> **Information shown**
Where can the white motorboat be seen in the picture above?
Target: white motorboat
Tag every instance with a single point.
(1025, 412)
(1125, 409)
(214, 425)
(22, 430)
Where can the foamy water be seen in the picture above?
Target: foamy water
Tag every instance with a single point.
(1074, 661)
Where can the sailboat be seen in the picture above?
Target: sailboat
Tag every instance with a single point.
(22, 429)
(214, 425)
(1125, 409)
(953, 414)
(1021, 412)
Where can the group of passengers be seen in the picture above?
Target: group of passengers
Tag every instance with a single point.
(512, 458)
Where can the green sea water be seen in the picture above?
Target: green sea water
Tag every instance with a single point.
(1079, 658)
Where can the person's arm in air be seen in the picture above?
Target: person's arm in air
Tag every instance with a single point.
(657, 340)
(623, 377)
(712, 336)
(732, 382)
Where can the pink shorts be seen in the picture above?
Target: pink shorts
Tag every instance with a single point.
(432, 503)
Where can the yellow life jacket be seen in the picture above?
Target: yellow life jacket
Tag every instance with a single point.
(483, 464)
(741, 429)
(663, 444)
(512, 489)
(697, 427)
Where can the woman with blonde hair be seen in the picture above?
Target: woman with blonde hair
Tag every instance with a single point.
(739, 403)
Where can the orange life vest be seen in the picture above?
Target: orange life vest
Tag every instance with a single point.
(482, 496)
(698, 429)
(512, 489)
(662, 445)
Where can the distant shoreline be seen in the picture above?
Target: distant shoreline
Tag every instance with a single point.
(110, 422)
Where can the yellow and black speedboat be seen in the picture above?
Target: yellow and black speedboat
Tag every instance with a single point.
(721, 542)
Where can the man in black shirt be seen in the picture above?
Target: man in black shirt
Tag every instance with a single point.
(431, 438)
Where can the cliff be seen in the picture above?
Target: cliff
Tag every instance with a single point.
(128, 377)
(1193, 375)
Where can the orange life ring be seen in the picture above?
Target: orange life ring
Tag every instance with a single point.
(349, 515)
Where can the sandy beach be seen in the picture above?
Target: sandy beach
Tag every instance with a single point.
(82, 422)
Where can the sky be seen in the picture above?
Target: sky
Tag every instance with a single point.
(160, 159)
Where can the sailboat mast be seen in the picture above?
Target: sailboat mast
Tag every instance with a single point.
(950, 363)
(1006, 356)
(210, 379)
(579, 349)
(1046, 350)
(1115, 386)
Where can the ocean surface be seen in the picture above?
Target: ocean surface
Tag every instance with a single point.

> **Exercise goal**
The answer must be a single number: how many lines of the records contain the string "distant".

> **Task output**
2